======== MATERIAL FOR THE TASK

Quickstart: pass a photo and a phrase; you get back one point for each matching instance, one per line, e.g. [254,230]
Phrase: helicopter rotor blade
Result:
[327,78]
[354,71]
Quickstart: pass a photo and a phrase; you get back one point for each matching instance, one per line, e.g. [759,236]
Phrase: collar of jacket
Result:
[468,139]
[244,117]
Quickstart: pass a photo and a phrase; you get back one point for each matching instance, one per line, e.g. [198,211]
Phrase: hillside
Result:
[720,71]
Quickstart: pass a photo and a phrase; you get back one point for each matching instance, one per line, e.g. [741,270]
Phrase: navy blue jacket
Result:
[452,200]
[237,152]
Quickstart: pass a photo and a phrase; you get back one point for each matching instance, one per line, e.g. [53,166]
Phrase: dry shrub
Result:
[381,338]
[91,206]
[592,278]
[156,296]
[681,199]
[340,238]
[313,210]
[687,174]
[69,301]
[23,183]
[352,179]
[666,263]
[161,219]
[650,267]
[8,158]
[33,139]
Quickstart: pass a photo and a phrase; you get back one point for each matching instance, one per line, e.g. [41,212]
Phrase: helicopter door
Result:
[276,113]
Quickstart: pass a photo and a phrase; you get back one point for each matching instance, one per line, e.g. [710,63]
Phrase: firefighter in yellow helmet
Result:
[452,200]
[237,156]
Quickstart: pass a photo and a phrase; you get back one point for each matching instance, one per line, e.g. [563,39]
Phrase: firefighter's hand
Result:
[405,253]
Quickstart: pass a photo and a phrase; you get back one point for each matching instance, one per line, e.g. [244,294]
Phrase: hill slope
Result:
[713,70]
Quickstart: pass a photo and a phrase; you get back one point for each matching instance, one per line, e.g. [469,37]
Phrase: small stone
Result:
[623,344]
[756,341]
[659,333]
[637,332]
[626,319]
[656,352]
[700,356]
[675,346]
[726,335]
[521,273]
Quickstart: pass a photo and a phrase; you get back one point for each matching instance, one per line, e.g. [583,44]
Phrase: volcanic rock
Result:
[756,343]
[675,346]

================

JOB = Please copy out every row above word for word, changing nothing.

TASK OUTPUT =
Quickstart: pass a photo and a phrase; you get back one point for each matching instance, one per line, e.g. [254,230]
Phrase: helicopter rotor blade
Result:
[327,78]
[354,71]
Quickstart: pass a photo and a phrase; you get back one point for each matching instance, one per line, e.g. [759,236]
Phrase: collar of jacket
Result:
[468,139]
[244,117]
Quickstart: pass a photo and a phrase; you get back one point for each matching instance, one per line, e.g. [198,211]
Phrase: hillside
Result:
[720,71]
Quickstart: pass a photo and a phrase; you get back one point for each matching instance, one per line, e.g. [741,270]
Phrase: navy blue jacket
Result:
[452,200]
[237,152]
Quickstart: pass a photo and a phrase; you get back one point for each matching instance, one per line, e.g. [53,166]
Phrase: dry shrub
Result:
[381,338]
[91,206]
[592,278]
[156,296]
[681,199]
[340,238]
[313,210]
[687,174]
[69,301]
[23,183]
[352,179]
[666,263]
[161,219]
[650,267]
[8,158]
[33,139]
Quickstart: pass a photo and a phrase; you get back one point for each matching instance, one per line, e.g. [41,212]
Phrase: helicopter door
Result:
[276,113]
Quickstart: pass a photo and a phrase; you get back one point for each matching instance, one per line, e.g. [710,63]
Phrase: firefighter in yellow helmet
Result:
[452,200]
[237,156]
Quickstart: pass a photo and a phrase; you get back one point for each matching instance, one per line, e.g. [563,39]
Phrase: firefighter's hand
Result:
[405,253]
Quickstart: pass a photo and a phrase; you get back one point for each matching instance, one per line, e.g. [244,294]
Phrase: hill slope
Result:
[713,70]
Quickstart: pass a photo and a phrase; you get back one point for each matching instance, one per line, e.g. [469,37]
Phrase: small stone
Result:
[623,344]
[756,341]
[659,333]
[637,332]
[626,319]
[656,352]
[700,356]
[675,346]
[726,335]
[521,273]
Quickstart: pass a photo and a phrase; you get back one point for each matching instance, one per line, e.g. [583,44]
Phrase: volcanic rock
Result:
[756,343]
[675,346]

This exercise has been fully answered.